YOUR INSTRUCTIONS → Return, word for word, only the lines of the data below that lie between the line with "Target: iguana mouth" and the line with "Target: iguana's hind foot", those two lines included.

Source data
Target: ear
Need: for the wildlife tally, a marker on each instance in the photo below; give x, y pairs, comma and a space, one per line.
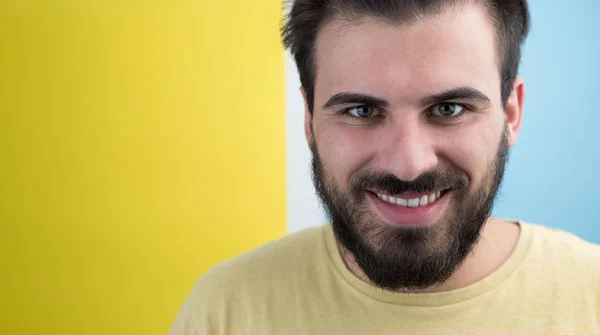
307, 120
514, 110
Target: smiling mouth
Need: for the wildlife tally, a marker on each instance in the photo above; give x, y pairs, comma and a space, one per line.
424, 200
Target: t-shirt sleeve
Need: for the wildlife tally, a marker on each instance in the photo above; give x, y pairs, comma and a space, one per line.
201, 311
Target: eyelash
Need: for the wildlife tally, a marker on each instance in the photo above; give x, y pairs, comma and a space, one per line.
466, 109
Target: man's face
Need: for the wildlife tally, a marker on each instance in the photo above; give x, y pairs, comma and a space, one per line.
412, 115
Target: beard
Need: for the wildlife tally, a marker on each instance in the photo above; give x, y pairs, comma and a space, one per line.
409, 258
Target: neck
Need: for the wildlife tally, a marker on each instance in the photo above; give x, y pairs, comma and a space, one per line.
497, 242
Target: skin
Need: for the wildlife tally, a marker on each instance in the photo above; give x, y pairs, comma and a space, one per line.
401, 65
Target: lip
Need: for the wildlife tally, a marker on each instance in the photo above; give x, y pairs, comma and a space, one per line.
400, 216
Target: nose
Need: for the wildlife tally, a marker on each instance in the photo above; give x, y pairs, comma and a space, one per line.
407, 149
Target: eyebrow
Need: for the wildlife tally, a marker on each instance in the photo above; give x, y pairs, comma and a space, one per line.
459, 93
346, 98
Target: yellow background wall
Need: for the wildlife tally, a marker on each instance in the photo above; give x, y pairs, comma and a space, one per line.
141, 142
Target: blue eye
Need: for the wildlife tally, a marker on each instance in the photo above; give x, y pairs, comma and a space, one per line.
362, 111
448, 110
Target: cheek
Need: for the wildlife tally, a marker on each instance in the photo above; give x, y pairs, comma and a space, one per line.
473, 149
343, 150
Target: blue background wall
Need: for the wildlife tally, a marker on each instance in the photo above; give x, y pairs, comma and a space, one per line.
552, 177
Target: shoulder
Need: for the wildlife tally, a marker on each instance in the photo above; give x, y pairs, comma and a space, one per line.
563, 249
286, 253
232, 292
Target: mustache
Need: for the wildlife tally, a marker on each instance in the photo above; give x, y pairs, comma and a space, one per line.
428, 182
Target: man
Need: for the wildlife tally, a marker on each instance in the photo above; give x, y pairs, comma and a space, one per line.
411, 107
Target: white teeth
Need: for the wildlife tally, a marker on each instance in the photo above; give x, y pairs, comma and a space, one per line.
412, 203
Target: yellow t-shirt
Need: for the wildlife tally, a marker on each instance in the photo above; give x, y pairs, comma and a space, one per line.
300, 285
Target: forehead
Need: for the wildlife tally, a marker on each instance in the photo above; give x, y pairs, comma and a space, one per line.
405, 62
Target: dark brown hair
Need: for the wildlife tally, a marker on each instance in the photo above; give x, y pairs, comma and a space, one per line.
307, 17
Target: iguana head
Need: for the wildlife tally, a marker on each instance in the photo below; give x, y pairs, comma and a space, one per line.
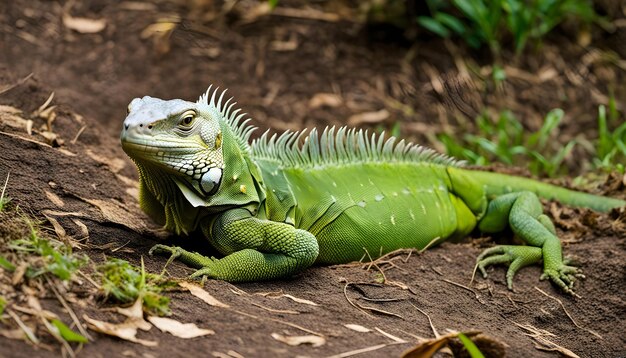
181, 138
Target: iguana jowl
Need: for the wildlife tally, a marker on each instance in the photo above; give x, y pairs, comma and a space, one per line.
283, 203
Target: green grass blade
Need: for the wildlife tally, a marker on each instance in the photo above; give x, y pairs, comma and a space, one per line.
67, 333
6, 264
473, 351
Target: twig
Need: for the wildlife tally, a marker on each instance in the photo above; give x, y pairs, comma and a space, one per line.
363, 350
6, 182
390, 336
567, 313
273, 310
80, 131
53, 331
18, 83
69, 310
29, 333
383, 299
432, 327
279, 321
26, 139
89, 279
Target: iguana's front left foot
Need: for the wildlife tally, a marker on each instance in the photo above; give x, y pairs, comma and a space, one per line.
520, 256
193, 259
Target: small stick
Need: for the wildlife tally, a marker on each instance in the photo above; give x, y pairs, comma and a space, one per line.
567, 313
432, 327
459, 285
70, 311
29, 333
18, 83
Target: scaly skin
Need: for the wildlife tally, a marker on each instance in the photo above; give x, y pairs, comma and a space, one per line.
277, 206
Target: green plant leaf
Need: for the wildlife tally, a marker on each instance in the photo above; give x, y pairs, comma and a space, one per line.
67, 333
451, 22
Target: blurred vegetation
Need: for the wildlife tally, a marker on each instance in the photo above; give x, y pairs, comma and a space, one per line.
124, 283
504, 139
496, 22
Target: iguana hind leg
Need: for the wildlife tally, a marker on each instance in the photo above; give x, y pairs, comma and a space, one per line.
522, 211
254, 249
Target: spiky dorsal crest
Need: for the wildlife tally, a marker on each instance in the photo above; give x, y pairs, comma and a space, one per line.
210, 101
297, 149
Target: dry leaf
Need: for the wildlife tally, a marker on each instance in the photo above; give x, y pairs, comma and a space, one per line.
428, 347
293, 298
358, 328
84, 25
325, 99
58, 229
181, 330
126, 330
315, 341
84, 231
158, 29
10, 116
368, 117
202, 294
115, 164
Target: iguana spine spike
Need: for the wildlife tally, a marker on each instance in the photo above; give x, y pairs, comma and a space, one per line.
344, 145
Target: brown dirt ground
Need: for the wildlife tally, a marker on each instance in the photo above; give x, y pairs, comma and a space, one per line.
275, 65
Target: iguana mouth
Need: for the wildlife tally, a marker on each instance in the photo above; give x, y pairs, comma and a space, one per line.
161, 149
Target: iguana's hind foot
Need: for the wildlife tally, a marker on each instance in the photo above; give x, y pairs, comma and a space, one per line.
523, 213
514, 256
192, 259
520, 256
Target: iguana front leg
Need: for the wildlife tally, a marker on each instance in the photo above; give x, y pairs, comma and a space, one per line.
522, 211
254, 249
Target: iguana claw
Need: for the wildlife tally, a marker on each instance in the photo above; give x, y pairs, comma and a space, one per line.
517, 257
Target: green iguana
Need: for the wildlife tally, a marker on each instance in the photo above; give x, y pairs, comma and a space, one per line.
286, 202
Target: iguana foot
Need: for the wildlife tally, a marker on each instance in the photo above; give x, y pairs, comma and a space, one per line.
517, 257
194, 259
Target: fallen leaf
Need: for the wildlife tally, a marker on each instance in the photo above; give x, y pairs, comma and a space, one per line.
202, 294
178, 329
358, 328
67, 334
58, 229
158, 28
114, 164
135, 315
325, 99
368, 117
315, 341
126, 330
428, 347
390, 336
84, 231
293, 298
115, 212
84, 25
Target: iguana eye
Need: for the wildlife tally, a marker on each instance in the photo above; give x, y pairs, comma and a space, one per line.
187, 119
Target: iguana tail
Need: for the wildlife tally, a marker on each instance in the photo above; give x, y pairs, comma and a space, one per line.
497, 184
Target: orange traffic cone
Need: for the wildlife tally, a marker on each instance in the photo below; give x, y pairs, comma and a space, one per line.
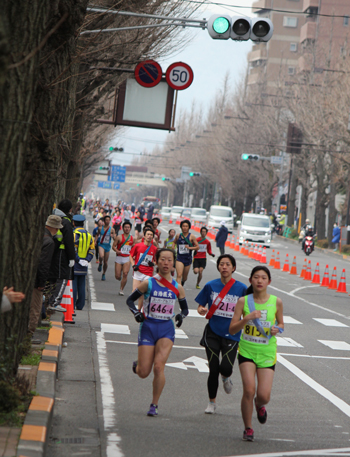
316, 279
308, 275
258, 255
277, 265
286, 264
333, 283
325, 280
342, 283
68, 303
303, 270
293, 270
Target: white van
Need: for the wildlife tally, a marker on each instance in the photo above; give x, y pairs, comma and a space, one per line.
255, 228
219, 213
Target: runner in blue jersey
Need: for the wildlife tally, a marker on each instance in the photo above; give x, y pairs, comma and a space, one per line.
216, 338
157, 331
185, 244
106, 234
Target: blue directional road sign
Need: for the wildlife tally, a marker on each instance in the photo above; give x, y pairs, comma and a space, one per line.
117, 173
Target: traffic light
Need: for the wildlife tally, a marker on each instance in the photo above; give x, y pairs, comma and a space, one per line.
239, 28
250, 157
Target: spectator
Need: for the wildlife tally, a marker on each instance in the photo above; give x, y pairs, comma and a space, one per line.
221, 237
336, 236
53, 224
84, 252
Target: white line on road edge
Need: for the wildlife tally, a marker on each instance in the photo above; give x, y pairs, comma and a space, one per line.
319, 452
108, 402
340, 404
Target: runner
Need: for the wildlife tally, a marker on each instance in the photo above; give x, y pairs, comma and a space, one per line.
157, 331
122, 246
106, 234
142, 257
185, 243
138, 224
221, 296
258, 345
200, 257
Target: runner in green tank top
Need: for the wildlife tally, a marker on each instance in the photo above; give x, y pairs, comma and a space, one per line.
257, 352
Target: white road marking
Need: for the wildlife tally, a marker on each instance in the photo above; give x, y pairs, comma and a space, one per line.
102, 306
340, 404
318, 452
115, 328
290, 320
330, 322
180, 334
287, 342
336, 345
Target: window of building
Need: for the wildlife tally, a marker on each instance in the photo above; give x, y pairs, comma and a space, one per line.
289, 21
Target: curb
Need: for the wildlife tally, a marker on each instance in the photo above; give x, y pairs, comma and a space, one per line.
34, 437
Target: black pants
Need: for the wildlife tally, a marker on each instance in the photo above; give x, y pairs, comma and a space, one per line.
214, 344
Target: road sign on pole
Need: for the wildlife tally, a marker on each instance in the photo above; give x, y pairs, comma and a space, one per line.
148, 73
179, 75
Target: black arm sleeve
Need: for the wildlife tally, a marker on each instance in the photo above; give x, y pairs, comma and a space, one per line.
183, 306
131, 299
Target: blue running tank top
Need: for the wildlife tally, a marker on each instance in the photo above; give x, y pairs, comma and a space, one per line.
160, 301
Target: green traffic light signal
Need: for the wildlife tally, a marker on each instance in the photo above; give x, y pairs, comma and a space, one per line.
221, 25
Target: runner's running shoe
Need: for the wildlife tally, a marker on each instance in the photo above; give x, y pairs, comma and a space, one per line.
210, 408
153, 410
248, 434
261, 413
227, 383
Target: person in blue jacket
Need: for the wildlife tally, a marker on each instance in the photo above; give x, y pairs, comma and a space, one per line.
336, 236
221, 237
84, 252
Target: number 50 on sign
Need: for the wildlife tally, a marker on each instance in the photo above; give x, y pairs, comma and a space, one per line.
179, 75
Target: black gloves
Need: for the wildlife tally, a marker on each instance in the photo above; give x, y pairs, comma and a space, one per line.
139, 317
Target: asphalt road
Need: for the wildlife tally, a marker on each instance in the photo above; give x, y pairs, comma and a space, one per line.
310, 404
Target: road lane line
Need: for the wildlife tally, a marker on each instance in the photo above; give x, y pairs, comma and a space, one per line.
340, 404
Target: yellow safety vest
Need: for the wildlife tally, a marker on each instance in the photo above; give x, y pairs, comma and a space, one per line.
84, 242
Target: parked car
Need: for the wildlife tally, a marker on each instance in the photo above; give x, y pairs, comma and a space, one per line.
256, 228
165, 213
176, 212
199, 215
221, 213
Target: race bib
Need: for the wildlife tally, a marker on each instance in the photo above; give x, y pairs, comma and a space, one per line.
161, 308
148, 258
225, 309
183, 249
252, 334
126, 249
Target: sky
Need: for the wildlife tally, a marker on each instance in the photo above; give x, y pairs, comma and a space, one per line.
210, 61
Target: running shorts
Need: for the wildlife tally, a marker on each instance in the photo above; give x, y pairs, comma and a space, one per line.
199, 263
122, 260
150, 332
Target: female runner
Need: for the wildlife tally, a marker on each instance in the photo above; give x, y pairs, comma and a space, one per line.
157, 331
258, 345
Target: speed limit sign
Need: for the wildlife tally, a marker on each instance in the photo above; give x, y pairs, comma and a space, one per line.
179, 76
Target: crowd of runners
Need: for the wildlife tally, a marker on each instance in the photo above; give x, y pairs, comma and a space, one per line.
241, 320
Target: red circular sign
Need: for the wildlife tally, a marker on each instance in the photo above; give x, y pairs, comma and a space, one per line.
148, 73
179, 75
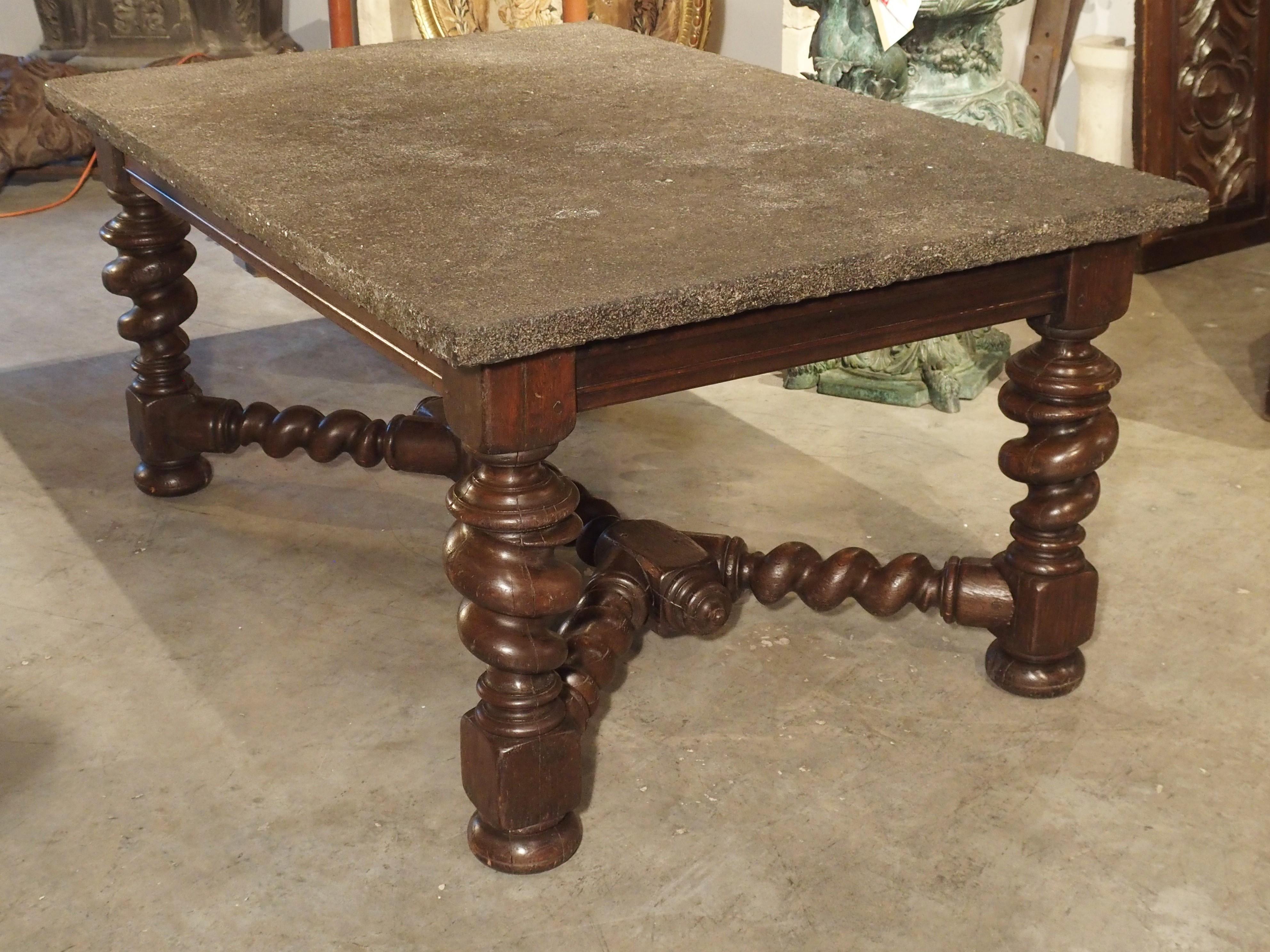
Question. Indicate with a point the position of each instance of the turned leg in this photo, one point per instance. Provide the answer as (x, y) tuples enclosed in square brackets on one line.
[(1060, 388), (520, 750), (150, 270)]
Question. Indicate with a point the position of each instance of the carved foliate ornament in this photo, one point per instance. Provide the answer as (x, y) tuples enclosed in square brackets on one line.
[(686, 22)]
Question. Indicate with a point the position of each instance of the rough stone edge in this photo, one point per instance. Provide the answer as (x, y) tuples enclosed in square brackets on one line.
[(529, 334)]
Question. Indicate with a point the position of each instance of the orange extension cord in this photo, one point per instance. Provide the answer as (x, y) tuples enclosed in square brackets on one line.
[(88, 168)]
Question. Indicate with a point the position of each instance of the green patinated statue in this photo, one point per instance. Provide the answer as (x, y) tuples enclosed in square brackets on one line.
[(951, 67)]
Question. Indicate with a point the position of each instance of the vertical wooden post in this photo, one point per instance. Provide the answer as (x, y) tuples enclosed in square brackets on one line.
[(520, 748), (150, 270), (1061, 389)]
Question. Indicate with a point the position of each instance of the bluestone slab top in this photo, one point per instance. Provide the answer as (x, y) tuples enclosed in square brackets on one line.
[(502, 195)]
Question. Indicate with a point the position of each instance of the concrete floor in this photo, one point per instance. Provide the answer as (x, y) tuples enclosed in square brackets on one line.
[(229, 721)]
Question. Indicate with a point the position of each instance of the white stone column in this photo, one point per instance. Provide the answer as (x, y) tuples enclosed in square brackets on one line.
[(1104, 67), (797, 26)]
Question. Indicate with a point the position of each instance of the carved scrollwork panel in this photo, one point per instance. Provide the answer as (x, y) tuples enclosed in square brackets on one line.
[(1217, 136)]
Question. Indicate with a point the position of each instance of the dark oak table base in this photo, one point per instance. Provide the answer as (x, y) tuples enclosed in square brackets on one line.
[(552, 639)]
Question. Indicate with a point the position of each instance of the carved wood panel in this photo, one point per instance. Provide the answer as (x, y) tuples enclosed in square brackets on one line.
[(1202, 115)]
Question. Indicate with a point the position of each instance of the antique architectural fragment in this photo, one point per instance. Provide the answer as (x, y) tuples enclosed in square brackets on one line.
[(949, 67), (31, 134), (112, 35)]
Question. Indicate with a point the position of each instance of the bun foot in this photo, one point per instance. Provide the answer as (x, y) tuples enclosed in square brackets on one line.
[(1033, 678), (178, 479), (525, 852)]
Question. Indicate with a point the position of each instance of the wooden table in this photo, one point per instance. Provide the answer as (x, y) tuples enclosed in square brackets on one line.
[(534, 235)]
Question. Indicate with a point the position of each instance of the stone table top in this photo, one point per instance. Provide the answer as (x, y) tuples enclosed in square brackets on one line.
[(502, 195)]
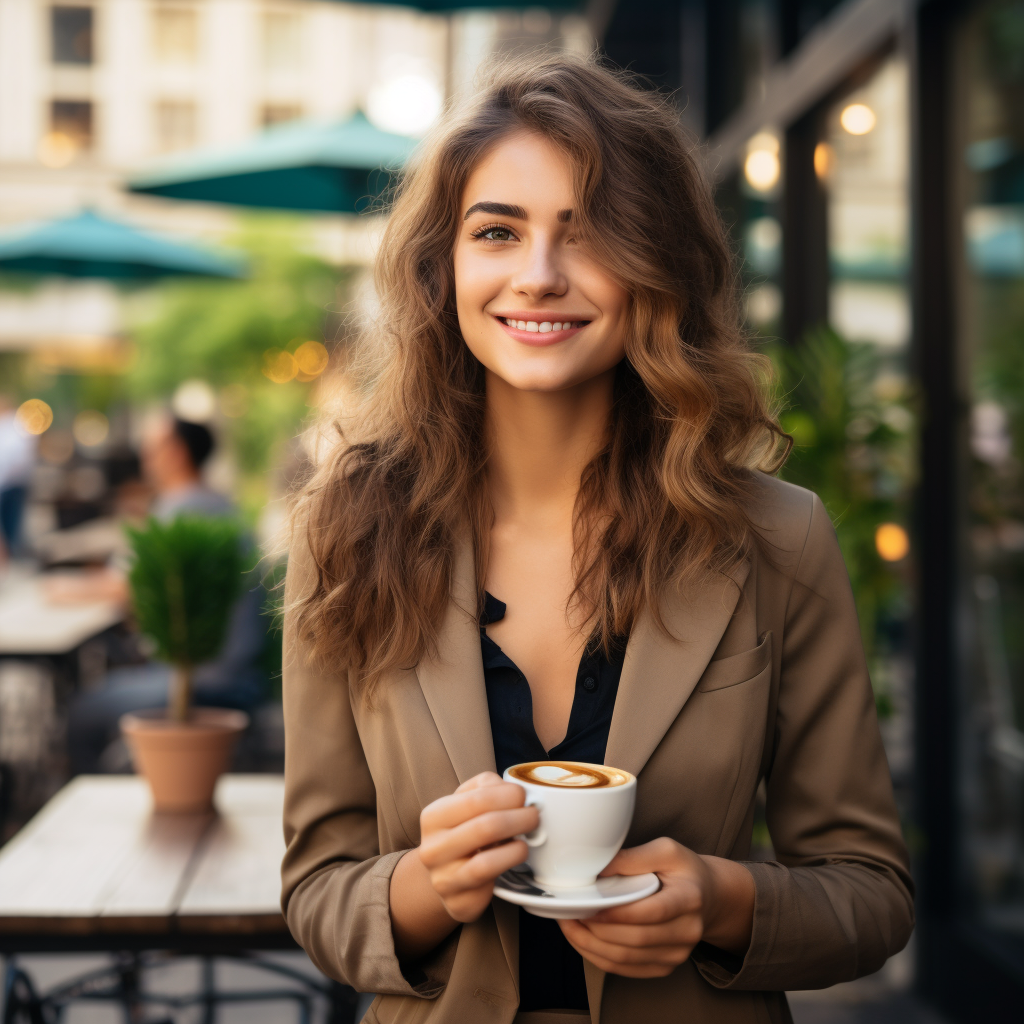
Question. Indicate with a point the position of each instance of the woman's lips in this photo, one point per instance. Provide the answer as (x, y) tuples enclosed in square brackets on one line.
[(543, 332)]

EXERCISE RESULT →
Target: iguana mouth
Need: for the wildlife tally, a marker on each instance in the photo above; give x, y pairs, comma and a space, one per line.
161, 149
Target: iguana's hind foot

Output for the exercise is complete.